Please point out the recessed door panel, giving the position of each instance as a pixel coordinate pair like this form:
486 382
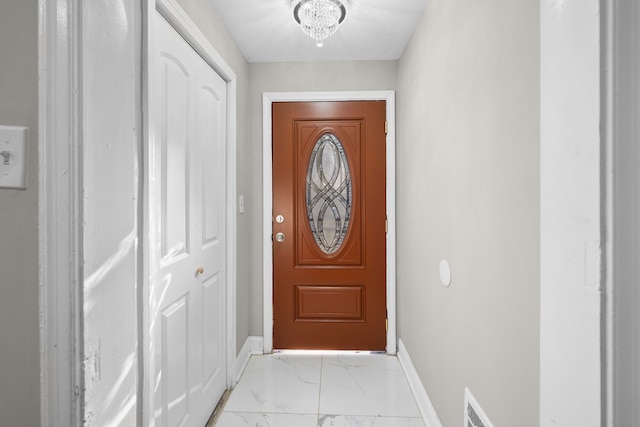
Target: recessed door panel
175 103
212 140
329 303
175 362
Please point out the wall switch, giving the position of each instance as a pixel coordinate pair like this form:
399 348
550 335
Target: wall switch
13 157
241 204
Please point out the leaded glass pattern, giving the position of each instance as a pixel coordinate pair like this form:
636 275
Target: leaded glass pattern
329 193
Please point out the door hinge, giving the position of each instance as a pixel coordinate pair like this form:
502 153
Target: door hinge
387 321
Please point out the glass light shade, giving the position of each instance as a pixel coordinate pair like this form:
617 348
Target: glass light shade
319 18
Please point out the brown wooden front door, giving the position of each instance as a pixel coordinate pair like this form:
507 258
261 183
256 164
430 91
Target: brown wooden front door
329 213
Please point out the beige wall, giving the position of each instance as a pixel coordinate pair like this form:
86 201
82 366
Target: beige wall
295 77
468 192
19 355
202 14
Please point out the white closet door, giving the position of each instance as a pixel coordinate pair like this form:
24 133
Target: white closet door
187 209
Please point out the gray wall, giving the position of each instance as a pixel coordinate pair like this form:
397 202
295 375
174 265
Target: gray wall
202 14
19 356
295 77
468 192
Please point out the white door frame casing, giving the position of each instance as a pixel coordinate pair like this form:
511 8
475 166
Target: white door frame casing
269 98
176 16
60 212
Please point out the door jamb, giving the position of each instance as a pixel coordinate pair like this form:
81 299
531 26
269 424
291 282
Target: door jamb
60 212
177 17
267 255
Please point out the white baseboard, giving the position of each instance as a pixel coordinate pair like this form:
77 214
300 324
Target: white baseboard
253 345
427 410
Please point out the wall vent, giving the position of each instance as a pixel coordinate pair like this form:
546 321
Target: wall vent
474 416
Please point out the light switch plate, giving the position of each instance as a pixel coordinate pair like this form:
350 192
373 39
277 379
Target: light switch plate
13 157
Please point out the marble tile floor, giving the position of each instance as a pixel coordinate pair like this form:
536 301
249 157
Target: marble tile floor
302 390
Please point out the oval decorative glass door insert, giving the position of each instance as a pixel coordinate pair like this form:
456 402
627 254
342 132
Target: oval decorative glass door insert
329 193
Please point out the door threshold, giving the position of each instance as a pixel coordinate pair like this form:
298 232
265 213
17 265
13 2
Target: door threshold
328 352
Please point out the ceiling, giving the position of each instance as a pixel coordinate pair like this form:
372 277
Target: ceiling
265 30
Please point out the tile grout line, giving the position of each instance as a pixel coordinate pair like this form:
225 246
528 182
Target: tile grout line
320 390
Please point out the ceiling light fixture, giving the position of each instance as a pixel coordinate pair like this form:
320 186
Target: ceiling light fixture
319 18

══════════════════════════════

== YOUR INSTRUCTIONS ==
Can you rewrite everything from the line containing "Please point out the ceiling, giving" down through the end of the material above as a numbered list, with blank lines left out?

== PROBLEM SOLUTION ==
1. Please point out the ceiling, giving the position of each instance as a pixel coordinate pair like this form:
2. 372 277
3. Target: ceiling
4. 265 30
5. Please point out the tile grout line, giving the position of each instance as a pixel coordinate pair like this form:
6. 225 246
7. 528 182
8. Target: tile grout line
9. 320 390
10. Please point out the ceiling light fixture, giving the position of each instance as a pixel coordinate pair like this form:
11. 320 186
12. Target: ceiling light fixture
13. 319 18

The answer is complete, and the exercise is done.